▸ **WHAT YOU NEED TO DO**
Reproduce every line of the records below verbatim, leaving out the pictures.
[BEGIN PROVIDED RECORDS]
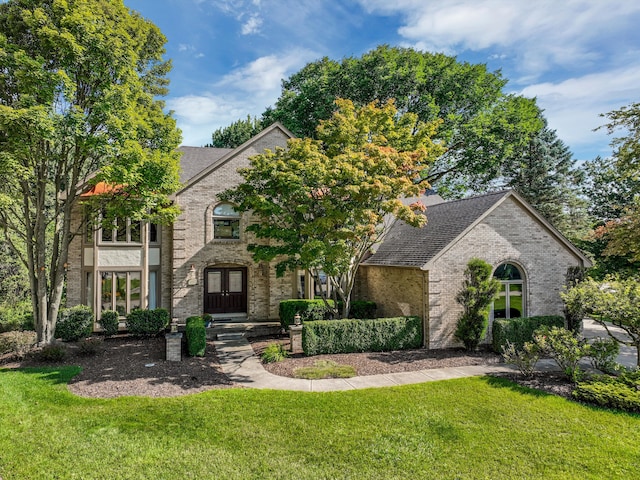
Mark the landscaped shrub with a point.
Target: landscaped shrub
(346, 336)
(518, 331)
(621, 392)
(74, 323)
(274, 352)
(52, 353)
(109, 322)
(525, 358)
(196, 336)
(361, 309)
(564, 347)
(17, 343)
(309, 309)
(603, 353)
(146, 323)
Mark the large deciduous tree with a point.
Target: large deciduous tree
(78, 81)
(480, 124)
(320, 204)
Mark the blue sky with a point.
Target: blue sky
(579, 58)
[END PROVIDED RECORDS]
▸ **SOLVED EXERCISE**
Mark the landscaped shrub with a point.
Target: landscaped shrub
(346, 336)
(518, 331)
(621, 392)
(74, 323)
(274, 352)
(52, 353)
(109, 322)
(525, 358)
(196, 336)
(361, 309)
(564, 347)
(17, 343)
(309, 309)
(603, 353)
(146, 323)
Mark the large deciduous tree with a point.
Target: large deciduous tree
(78, 81)
(480, 124)
(320, 204)
Mark the blue sky with a point.
Target: blue sky
(579, 58)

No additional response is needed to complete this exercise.